* [Work instructions]
Set down the following lines exactly as they appear, without any change.

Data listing

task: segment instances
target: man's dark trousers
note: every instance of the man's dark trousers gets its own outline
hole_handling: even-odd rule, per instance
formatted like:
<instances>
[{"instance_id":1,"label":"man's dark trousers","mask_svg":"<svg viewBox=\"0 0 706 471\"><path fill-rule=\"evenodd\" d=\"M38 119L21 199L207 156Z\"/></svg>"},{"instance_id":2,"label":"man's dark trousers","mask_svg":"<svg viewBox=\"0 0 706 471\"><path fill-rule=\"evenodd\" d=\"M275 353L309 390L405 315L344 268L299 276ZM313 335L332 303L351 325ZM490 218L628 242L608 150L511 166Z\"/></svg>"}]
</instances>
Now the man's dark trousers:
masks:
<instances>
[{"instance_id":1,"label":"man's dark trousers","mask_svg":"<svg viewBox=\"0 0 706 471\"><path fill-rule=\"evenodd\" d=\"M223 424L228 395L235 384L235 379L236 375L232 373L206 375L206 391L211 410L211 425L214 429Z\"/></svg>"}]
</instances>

* [Task output]
task: segment instances
target: man's dark trousers
note: every instance of the man's dark trousers gets its own outline
hole_handling: even-odd rule, per instance
formatted like:
<instances>
[{"instance_id":1,"label":"man's dark trousers","mask_svg":"<svg viewBox=\"0 0 706 471\"><path fill-rule=\"evenodd\" d=\"M38 119L21 199L207 156Z\"/></svg>"},{"instance_id":2,"label":"man's dark trousers","mask_svg":"<svg viewBox=\"0 0 706 471\"><path fill-rule=\"evenodd\" d=\"M275 353L309 390L405 315L344 268L299 276ZM313 335L332 303L351 325ZM490 218L628 242L608 150L511 166Z\"/></svg>"}]
</instances>
Now the man's dark trousers:
masks:
<instances>
[{"instance_id":1,"label":"man's dark trousers","mask_svg":"<svg viewBox=\"0 0 706 471\"><path fill-rule=\"evenodd\" d=\"M223 424L228 395L235 384L235 379L236 375L232 373L206 375L206 391L211 410L211 425L214 429Z\"/></svg>"}]
</instances>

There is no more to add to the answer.